[EXERCISE BRIEF]:
Every line of the data below should be retyped exactly.

[RECORDS SUPPLIED]:
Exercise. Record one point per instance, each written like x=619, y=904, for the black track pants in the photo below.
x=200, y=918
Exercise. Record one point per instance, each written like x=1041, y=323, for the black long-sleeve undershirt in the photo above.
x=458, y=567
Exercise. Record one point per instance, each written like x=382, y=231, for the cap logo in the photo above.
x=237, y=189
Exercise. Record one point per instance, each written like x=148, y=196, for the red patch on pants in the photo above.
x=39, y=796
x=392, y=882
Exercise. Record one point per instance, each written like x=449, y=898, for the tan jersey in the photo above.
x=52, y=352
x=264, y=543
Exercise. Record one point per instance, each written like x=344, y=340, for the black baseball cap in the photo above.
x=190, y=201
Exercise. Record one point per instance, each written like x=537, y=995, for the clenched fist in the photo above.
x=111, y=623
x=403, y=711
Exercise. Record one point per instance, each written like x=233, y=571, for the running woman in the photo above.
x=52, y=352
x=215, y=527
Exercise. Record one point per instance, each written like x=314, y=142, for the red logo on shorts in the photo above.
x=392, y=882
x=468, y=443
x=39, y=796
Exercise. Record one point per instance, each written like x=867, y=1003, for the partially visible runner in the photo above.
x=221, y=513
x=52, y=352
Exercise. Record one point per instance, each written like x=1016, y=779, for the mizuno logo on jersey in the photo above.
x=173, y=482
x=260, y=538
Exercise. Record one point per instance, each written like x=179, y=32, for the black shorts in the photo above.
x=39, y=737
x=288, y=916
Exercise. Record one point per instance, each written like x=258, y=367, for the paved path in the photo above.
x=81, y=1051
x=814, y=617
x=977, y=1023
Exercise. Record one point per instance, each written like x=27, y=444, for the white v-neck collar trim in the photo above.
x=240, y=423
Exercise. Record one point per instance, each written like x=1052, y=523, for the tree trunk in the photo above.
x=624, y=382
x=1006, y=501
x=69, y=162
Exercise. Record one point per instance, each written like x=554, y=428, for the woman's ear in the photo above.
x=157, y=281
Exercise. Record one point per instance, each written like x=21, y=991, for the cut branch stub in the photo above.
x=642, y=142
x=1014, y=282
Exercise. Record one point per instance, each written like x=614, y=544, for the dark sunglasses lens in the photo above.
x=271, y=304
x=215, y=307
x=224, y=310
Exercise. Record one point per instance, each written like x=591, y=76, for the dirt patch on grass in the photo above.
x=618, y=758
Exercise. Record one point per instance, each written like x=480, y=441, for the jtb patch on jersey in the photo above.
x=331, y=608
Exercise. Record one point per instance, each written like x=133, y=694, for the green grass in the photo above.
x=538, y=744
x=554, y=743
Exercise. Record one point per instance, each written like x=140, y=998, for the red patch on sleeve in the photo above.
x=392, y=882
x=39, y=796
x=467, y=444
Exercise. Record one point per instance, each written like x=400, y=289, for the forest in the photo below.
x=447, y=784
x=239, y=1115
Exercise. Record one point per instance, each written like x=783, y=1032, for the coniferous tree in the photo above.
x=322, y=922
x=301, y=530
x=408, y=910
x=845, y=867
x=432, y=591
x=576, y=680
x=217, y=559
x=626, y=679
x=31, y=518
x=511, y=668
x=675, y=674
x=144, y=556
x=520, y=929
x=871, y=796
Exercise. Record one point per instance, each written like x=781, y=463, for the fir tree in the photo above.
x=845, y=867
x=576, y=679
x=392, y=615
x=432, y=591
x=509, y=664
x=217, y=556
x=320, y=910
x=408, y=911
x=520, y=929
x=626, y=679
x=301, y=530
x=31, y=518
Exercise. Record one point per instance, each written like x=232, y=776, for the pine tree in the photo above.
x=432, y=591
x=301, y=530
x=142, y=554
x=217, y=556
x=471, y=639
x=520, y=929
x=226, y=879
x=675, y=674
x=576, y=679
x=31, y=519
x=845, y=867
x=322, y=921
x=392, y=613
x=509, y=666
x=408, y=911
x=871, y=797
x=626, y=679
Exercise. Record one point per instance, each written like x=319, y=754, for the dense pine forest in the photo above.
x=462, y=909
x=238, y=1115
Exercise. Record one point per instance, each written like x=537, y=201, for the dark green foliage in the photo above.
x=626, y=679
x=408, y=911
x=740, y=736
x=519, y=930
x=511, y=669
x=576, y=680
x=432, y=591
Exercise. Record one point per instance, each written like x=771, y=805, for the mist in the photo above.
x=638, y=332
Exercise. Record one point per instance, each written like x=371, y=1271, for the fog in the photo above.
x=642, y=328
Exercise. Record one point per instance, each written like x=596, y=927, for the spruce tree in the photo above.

[EXERCISE RESULT]:
Exercise. Record one point per instance, each written like x=619, y=904, for the black track pants in the photo below.
x=200, y=918
Exercise. Record one point per instance, each written like x=1041, y=323, for the black long-sleeve undershirt in the photo above.
x=458, y=567
Exercise. Record one point per instance, each written like x=382, y=231, for the cap logo in the photo above.
x=237, y=189
Exercise. Record one point per instance, each written like x=148, y=196, for the red patch on pants in the photo above.
x=39, y=796
x=392, y=882
Exercise. Record one point per instance, each written like x=449, y=898, for the tan jersey in the photo above.
x=52, y=352
x=264, y=543
Exercise. Record one point per instance, each written like x=344, y=340, for the black baseball cap in the photo above.
x=190, y=201
Exercise. Record one point per instance, each written like x=537, y=995, for the clenched fist in the photo above.
x=111, y=623
x=403, y=711
Exercise. Record one point per instance, each written like x=233, y=571, for the running woman in the photo above.
x=52, y=352
x=215, y=527
Exercise. Record one point per instance, each written like x=314, y=142, for the red logo on shorts in the photo above.
x=392, y=882
x=468, y=443
x=39, y=796
Exercise. Record one point per instance, each written like x=867, y=1003, for the partially visible runner in the photo above.
x=221, y=513
x=52, y=352
Exercise. Record one point per instance, each written like x=1016, y=779, for the mizuno logo on jersey in the photo above.
x=173, y=482
x=260, y=538
Exercise. Record one point per instance, each written like x=179, y=32, for the black shorts in the photo above.
x=39, y=737
x=288, y=916
Exercise. Record one point per instance, each written like x=258, y=367, for the paved path in the photo above.
x=81, y=1051
x=814, y=617
x=977, y=1023
Exercise. Record one point per instance, each written like x=27, y=444, for the white v-neck collar trim in the photo above.
x=240, y=423
Exercise. Record one point per instance, each written like x=1052, y=523, for the tree trunk in the photo above.
x=624, y=382
x=1006, y=501
x=69, y=162
Exercise. Record one point per instance, each written like x=554, y=428, for the woman's ear in the photo above.
x=157, y=281
Exercise. Record one point per instance, each written like x=21, y=991, for the cut branch stub in the photo above.
x=642, y=142
x=1014, y=282
Exercise. Record one point per instance, each written like x=614, y=544, for the dark sunglasses lens in the photo above.
x=271, y=304
x=215, y=307
x=224, y=310
Exercise. Record one point per instance, each written like x=591, y=76, for the dirt patch on grass in the photo above.
x=618, y=758
Exercise. Record one point per instance, each written like x=480, y=441, for the jtb patch on jersey in the photo above.
x=331, y=608
Exercise. Record one point per instance, each written like x=133, y=694, for the green grass in the photo above.
x=538, y=744
x=554, y=743
Exercise. Record one point per instance, each written like x=140, y=998, for the red patch on sleeve in the photo above.
x=392, y=882
x=39, y=796
x=467, y=444
Exercise. Record one point per instance, each written like x=400, y=289, for the forest in the photo below.
x=447, y=784
x=239, y=1115
Exercise. Record one point per instance, each written like x=783, y=1032, for the coniferous tree in the photo above.
x=322, y=922
x=301, y=530
x=408, y=910
x=845, y=867
x=432, y=591
x=576, y=680
x=217, y=559
x=626, y=679
x=31, y=518
x=511, y=668
x=675, y=674
x=144, y=556
x=520, y=929
x=871, y=796
Exercise. Record one point per instance, each written like x=781, y=463, for the fir tree in the photo above.
x=845, y=867
x=576, y=679
x=392, y=615
x=432, y=591
x=509, y=664
x=217, y=556
x=320, y=910
x=408, y=911
x=520, y=929
x=626, y=679
x=301, y=530
x=31, y=518
Exercise. Record one point per instance, each written like x=232, y=776, for the pine tree in the photo above.
x=432, y=591
x=301, y=530
x=142, y=554
x=217, y=556
x=471, y=639
x=520, y=929
x=226, y=879
x=675, y=674
x=576, y=679
x=31, y=519
x=845, y=867
x=322, y=921
x=392, y=613
x=509, y=666
x=408, y=911
x=871, y=797
x=626, y=679
Exercise. Record one point per instance, each written like x=319, y=754, for the dense pine forest in the photo above.
x=462, y=909
x=238, y=1115
Exercise. Record one point per instance, each written like x=537, y=201, for the dark green foliage in the photo above.
x=626, y=679
x=408, y=911
x=740, y=736
x=519, y=930
x=511, y=669
x=576, y=680
x=432, y=591
Exercise. Record one point per instance, each written like x=771, y=805, for the mist in the photo above.
x=638, y=332
Exercise. Record one point per instance, each written like x=371, y=1271, for the fog in the photo above.
x=642, y=328
Exercise. Record one point per instance, each written like x=596, y=927, for the spruce tree in the photo above.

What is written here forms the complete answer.